Edit every entry below by replacing "instance" with "occurrence", and leave everything else unchanged.

Location identification entries:

◆ ◆ ◆ ◆

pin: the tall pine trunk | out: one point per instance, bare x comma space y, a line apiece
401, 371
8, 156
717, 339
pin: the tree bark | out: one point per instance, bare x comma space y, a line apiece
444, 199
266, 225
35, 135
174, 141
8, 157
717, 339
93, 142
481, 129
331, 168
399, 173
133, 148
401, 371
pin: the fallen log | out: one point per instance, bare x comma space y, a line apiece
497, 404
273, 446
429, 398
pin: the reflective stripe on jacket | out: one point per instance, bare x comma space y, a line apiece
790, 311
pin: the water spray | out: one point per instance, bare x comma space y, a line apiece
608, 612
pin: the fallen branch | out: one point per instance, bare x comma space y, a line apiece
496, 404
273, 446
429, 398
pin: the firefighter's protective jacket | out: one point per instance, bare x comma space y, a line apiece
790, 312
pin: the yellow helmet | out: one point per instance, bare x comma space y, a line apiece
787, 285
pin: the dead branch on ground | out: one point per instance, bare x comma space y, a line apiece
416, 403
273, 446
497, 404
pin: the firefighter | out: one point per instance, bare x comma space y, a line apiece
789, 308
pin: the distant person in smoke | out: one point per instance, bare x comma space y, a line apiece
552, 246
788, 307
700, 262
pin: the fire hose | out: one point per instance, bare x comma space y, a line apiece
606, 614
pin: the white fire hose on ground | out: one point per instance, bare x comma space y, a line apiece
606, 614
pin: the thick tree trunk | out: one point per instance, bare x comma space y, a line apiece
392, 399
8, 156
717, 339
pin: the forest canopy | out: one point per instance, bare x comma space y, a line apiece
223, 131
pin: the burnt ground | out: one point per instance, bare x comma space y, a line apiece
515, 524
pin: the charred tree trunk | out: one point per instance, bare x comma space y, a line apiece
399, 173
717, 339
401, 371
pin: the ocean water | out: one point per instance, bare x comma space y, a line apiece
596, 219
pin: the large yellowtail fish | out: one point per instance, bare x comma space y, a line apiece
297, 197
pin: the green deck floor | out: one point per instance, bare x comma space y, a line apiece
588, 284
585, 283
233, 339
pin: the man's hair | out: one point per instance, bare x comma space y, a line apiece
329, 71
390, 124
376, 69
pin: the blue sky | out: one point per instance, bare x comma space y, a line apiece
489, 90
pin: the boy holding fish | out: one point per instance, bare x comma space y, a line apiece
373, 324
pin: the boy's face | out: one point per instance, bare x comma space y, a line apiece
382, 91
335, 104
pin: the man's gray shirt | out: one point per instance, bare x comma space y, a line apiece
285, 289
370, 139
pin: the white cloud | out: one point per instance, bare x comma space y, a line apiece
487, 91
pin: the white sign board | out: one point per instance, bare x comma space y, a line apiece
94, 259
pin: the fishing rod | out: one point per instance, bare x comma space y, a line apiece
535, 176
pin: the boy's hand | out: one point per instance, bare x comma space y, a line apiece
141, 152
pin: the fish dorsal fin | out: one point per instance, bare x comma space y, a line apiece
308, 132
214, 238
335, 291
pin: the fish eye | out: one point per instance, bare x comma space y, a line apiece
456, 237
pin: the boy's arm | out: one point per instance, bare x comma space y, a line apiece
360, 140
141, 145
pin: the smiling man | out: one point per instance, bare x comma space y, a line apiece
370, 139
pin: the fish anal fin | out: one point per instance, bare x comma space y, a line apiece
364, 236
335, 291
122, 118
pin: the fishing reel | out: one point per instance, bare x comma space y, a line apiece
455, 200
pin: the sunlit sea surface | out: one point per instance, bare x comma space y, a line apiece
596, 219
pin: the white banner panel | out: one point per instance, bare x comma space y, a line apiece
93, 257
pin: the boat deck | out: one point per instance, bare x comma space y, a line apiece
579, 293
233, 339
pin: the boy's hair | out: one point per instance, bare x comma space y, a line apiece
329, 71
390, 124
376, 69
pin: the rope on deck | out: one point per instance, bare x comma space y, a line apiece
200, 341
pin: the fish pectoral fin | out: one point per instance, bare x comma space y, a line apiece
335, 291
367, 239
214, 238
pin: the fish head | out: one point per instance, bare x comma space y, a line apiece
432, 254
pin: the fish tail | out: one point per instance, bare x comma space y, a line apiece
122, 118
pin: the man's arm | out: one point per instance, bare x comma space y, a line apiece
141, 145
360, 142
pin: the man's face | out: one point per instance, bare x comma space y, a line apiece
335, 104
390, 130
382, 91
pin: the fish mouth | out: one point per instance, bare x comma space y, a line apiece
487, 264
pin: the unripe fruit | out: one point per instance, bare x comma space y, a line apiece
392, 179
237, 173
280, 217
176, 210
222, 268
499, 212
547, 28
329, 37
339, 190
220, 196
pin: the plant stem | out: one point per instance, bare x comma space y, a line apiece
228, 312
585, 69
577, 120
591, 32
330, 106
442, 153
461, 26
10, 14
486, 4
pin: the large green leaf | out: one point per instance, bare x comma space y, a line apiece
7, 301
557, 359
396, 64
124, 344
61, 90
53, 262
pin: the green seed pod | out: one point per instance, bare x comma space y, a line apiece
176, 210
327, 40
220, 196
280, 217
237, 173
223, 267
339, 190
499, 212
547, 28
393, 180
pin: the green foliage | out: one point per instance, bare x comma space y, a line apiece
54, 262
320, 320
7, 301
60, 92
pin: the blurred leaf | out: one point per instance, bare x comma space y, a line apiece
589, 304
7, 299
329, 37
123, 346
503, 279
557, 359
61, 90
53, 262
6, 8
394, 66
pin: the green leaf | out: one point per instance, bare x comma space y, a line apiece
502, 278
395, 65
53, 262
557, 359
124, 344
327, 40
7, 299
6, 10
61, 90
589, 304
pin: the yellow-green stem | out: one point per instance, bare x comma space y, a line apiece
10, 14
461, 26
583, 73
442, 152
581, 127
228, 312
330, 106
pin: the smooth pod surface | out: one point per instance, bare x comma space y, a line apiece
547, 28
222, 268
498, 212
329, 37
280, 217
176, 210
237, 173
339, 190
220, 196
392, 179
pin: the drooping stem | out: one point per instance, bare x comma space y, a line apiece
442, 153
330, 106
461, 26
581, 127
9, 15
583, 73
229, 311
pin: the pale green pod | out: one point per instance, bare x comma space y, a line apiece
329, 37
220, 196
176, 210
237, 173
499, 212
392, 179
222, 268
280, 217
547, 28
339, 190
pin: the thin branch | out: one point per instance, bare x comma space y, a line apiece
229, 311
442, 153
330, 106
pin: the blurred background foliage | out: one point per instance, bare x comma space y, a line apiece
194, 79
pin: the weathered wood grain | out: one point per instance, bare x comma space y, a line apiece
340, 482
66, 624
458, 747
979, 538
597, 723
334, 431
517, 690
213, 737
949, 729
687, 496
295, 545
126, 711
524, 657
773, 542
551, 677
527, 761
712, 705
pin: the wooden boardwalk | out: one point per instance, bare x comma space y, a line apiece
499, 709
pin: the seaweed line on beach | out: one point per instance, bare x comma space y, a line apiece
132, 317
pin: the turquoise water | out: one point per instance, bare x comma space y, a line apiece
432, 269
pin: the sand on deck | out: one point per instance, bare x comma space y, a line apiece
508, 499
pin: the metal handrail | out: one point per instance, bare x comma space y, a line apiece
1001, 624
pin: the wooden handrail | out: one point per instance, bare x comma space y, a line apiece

◆ ◆ ◆ ◆

» Problem solution
pin: the tall pine trunk | out: one point per occurrence, bare x comma space y, a line apiece
401, 371
8, 156
717, 339
pin: the tree bark | out: one point per occurrence, bare x comma space y, a line apiece
444, 199
266, 225
35, 135
174, 141
8, 157
717, 339
93, 142
481, 129
331, 168
399, 173
133, 148
401, 371
pin: the fallen log | out: one point per occurrence, bare x comma space y, a line apiece
497, 404
273, 446
429, 398
pin: the reflective stripe on jacket | out: one point per occurrence, bare x comma space y, a line apiece
790, 311
pin: the water spray | out: one point per occurrence, bare x comma space y, a line apiece
608, 612
pin: the fallen branch | out: one point per occurrence, bare x comma space y, a line apiece
496, 404
273, 446
429, 398
pin: the firefighter's protective jacket | out: one point per occurrence, bare x comma space y, a line apiece
790, 312
pin: the yellow helmet | out: one point per occurrence, bare x comma space y, a line apiece
787, 285
pin: the dead branch on ground | out: one point per occurrence, bare x comma space y, a line apiece
416, 403
273, 446
497, 404
pin: the firefighter | out: one point per occurrence, bare x comma space y, a line apiece
789, 308
pin: the distant person in smoke | out: one point per occurrence, bare x comma space y, a line apiece
552, 246
788, 307
700, 262
pin: the fire hose | out: one point per occurrence, bare x comma space y, a line apiece
606, 614
pin: the white fire hose on ground | out: one point per occurrence, bare x comma space y, a line apiece
606, 614
pin: the thick tree trunk | out: one point per occurrence, bare x comma space y, a line apiece
392, 399
8, 156
717, 339
pin: the forest canopy | out: one point per occurrence, bare x comma space y, a line apiece
223, 131
pin: the burnt ground | out: one point per occurrence, bare x comma space y, a line apiece
515, 524
pin: the charred tree trunk | out: one point per occurrence, bare x comma space y, a line apiece
399, 173
717, 339
401, 371
pin: the ocean water | out: one point per occurrence, bare x comma space y, a line apiece
596, 219
pin: the large yellowtail fish | out: one point per occurrence, bare x comma space y, a line apiece
297, 197
pin: the green deck floor | out: one point per occurrence, bare x comma space y, a line apiece
588, 284
585, 283
233, 339
pin: the man's hair | out: one point per occurrence, bare x comma space y, a line apiece
329, 71
390, 124
376, 69
pin: the blue sky | out: one point per occurrence, bare x comma space y, a line apiece
489, 90
pin: the boy holding fish | out: one point per occurrence, bare x comma space y, a line apiece
373, 324
pin: the boy's face | out: one point per occurrence, bare x comma space y, a line apiece
382, 91
335, 104
pin: the man's gray shirt | out: one point per occurrence, bare x comma space y, a line apiece
285, 289
370, 139
pin: the white cloud | out: one point per occurrence, bare x comma space y, a line apiece
487, 91
pin: the white sign board | out: one point per occurrence, bare x comma space y, a line apiece
94, 259
pin: the fishing rod | out: one point per occurrence, bare x comma space y, a line apiece
535, 176
pin: the boy's hand | out: one point per occurrence, bare x comma space y, a line apiece
141, 152
pin: the fish dorsal fin | out: one point per occurrence, bare x comma space y, a line apiece
308, 132
214, 238
335, 291
pin: the fish eye | out: one point per occurrence, bare x comma space y, a line apiece
456, 237
pin: the boy's arm | out: one point per occurrence, bare x comma space y, a line apiece
360, 140
141, 145
pin: the smiling man | out: one point per occurrence, bare x comma space y, a line apiece
370, 139
pin: the fish anal fin | out: one point per occurrence, bare x comma space y, a line apiece
364, 236
335, 291
122, 118
pin: the fishing reel | out: one point per occurrence, bare x comma space y, a line apiece
455, 200
pin: the sunlit sea surface | out: one point per occurrence, bare x comma space y, a line apiece
596, 219
pin: the white banner panel | out: one point per occurrence, bare x comma space y, a line apiece
93, 257
pin: the boat deck | out: one point per occurrence, bare x comma space y, a line apiece
579, 293
233, 339
pin: the boy's hair | out: one point per occurrence, bare x comma space y, a line apiece
329, 71
390, 124
376, 69
pin: the rope on deck | out: one point per occurrence, bare x comma space y, a line apiece
200, 341
pin: the fish pectoral fin | out: one point per occurrence, bare x comma space y, a line apiece
335, 291
367, 239
214, 238
pin: the fish head | out: one point per occurrence, bare x comma space y, a line apiece
432, 254
pin: the fish tail | out: one point per occurrence, bare x comma space y, a line apiece
122, 118
pin: the man's arm | out: one point per occurrence, bare x comma space y, a line apiece
141, 145
360, 142
pin: the man's face | out: one point per occurrence, bare x comma space y, a line apiece
335, 104
390, 130
382, 91
pin: the fish mouth | out: one point per occurrence, bare x comma space y, a line apiece
487, 264
pin: the unripe fruit | out: one point per occurrence, bare x comma space y, a line apiece
392, 179
237, 173
280, 217
176, 210
222, 268
499, 212
547, 28
329, 37
339, 190
220, 196
pin: the plant stem | out: one point per occurrence, bare x comma space y, a line apiece
228, 312
585, 69
577, 120
591, 32
330, 106
442, 153
461, 26
10, 14
486, 4
pin: the large green leaf | out: one point per occurrence, bare x comma space y, a line apiece
7, 301
557, 359
396, 64
124, 344
61, 90
53, 262
pin: the green seed pod | out: one point per occurrence, bare x comma space y, a line apiece
176, 210
327, 40
220, 196
280, 217
237, 173
223, 267
339, 190
499, 212
547, 28
393, 180
pin: the green foliage | out: one point per occurrence, bare x comma space y, a line apiece
54, 262
320, 320
7, 301
60, 92
pin: the blurred leaf | out: one point per occurrence, bare x comma space y, a line apiece
589, 304
7, 299
329, 37
123, 346
503, 279
557, 359
61, 90
53, 262
6, 8
394, 66
pin: the green leaf | out: one point per occurrence, bare x comma space y, a line apiece
502, 278
395, 65
53, 262
557, 359
124, 344
327, 40
7, 299
6, 10
61, 90
589, 304
pin: the yellow-green stem | out: one point per occurrence, bare x comma space y, a line apiece
10, 14
461, 26
583, 73
442, 152
581, 127
228, 312
330, 106
pin: the smooth pod surface | out: one point per occurrence, bare x comma space y, a line apiece
547, 28
222, 268
498, 212
329, 37
280, 217
176, 210
237, 173
339, 190
220, 196
392, 179
pin: the drooping stem | out: one point per occurrence, bare x comma space y, a line apiece
442, 153
330, 106
461, 26
581, 127
9, 15
583, 73
229, 311
pin: the pale green pod | out: one point per occurrence, bare x comma space y, a line apiece
329, 37
220, 196
176, 210
237, 173
499, 212
392, 179
222, 268
280, 217
547, 28
339, 190
pin: the thin branch | out: one point per occurrence, bare x comma space y, a line apiece
229, 311
442, 153
330, 106
pin: the blurred background foliage | out: one point per occurrence, bare x comma space y, a line apiece
194, 79
pin: the weathered wood grain | out: one point per occurrence, bare x comma space y, a line apiece
340, 482
66, 624
458, 747
979, 538
597, 723
334, 431
517, 690
213, 737
949, 729
687, 496
295, 545
126, 711
524, 657
773, 542
551, 677
527, 761
712, 705
pin: the wooden boardwalk | out: one point per occurrence, bare x comma space y, a line apiece
499, 709
pin: the seaweed line on beach | out: one point per occurrence, bare x comma space y, a line apiece
132, 317
pin: the turquoise water | out: one point per occurrence, bare x comma space y, a line apiece
432, 269
pin: the sand on deck | out: one point per occurrence, bare x comma space y, a line apiece
508, 499
pin: the metal handrail | out: one point per occurrence, bare x comma space y, a line apiece
1001, 624
pin: the wooden handrail | out: one point per occurrence, bare x comma space y, a line apiece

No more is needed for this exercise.